• **QUOTED PASSAGE**:

☆ ☆ ☆ ☆

Trailblazing WA entrepreneur and Pay Plus Benefits co-founder dies
John Heaton, a onetime crop duster who built a business empire handling human resources for clients around the country, has died.
Heaton, 80, of Richland, cofounded Pay Plus Benefits Inc. in Kennewick in 1990 with business associate Vicki Gordon.
Pay Plus Benefits leveraged Heaton’s interest in business and computers to create a virtual human resources department for clients willing to pay outside experts to manage their payroll, retirement, health insurance and other benefits.
Gordon and Heaton worked together at a different company before venturing to start their own business. She sold her share after seven years to focus on the family’s winery and farm businesses. She was thrilled to see Pay Plus Benefits grow into a nationwide concern.
“John was so smart, brave — a real entrepreneur. I’m so proud to have been a small part of his world,” she told the Tri-City Herald.
He died Sept. 28 of complications from a perforated stomach ulcer.
Love of aviation
Heaton was born in Nampa, Idaho, grew up in Montana and served in the Army before moving to the Mid-Columbia to pursue his love of aviation as a crop duster in 1968.
He met Althea Hardwick while skydiving at the Richland Airport in 1969, and the couple married the following year. They initially called Basin City home while he worked for a series of crop dusting companies before he formed his own, Air Tech Inc.
Althea Heaton said the experiences as well as owning his own farm in Goldendale sparked an enduring fascination with the logistics of running any and all types of businesses.
He read every business text he could find in the library at Columbia Basin College in Pasco. The school honored his ongoing commitment to its success by giving him an honorary degree.
Predicted smartphones
Althea Heaton said her husband took an early interest in the emerging world of personal computers. Long before computers were standard in most homes, Heaton told his wife that people would one day access information through handheld devices.
His interest in farming and computers led him to create Farm Business Computers, which helped farmers computerize the records they typically stored in shoeboxes, she said. He sold them the computers too.
The initiative caught the attention of Northwest Farm Management, which took over distressed farms and managed them.

☆ ☆ ☆ ☆

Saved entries
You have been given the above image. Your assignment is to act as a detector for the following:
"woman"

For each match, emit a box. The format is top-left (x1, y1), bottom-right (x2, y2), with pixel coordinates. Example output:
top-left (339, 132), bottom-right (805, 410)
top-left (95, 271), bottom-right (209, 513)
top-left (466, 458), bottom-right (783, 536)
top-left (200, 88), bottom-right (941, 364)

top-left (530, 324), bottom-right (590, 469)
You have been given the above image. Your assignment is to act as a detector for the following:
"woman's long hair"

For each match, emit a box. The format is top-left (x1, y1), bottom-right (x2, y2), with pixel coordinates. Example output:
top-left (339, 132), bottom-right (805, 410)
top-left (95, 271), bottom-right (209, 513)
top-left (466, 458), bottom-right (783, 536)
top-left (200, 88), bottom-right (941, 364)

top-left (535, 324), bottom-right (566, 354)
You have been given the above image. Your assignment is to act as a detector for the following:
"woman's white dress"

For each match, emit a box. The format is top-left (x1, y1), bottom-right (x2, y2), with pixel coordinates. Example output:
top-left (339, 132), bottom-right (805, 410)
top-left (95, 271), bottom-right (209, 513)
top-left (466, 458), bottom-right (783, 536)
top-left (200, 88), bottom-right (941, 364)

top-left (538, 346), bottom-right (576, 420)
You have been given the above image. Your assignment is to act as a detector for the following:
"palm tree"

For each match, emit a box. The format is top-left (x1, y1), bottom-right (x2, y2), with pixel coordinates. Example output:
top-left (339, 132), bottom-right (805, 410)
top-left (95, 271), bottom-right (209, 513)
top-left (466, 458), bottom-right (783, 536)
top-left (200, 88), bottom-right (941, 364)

☆ ☆ ☆ ☆

• **PROBLEMS TO SOLVE**:
[a] Name every business that the article about John Heaton says he founded or cofounded.
[b] Write a continuation of the article about John Heaton, picking up after its final sentence.
The data above is separate material and unrelated to the article.

• **RESPONSES BY ITEM NUMBER**:
[a] Pay Plus Benefits Inc., Air Tech Inc., Farm Business Computers

[b]
He went to work for the management firm after it agreed to pay off a loan he’d taken out to finance the business. He met Vicki Gordon at Northwest Farm Management, where the two were colleagues for about five years before they agreed they could expand beyond just farms.
The two peeled off to create Pay Plus Benefits.
“We were quite the trailblazers back then, ... fearless in starting the first professional employer organization in Washington,” Gordon recalled.
Within a decade, it was winning notice from influential corners.
Washington CEO magazine/Cisco lauded it in its 1990 “Best Companies” list, according to Tri-City Herald archives. At the time, Pay Plus employed 14 and served more than 750 workers through its clients.
Enabling remote work
Althea Heaton said her husband never stopped thinking about ways to expand and innovate.
When the COVID-19 pandemic prompted the work-from-home movement, he spied a new niche. Remote workers were causing problems for employers by moving to other states, states with income taxes and their own employment laws.
Pay Plus Benefits branched into the remote work world, creating platform to enable remote workers to work legally in almost every state.
Clients praised the new service, saying it let it recruit workers from areas it hadn’t been able to reach.
The company will continue operating under interim CEO, a longtime friend, Althea Heaton said.
Heaton was equally energetic outside work — he was a skier, a scuba diver and a world traveler. He was a regular donor to the American Red Cross, Junior Achievement, Mid-Columbia Symphony and Grace Clinic.
In addition to his wife, Heaton is survived by his children, grandchildren and great-grandchildren.
Services will be held at 1 p.m.., Nov. 2, at the Seventh-Day Adventist Church, 1807 McMurray Ave., Richland.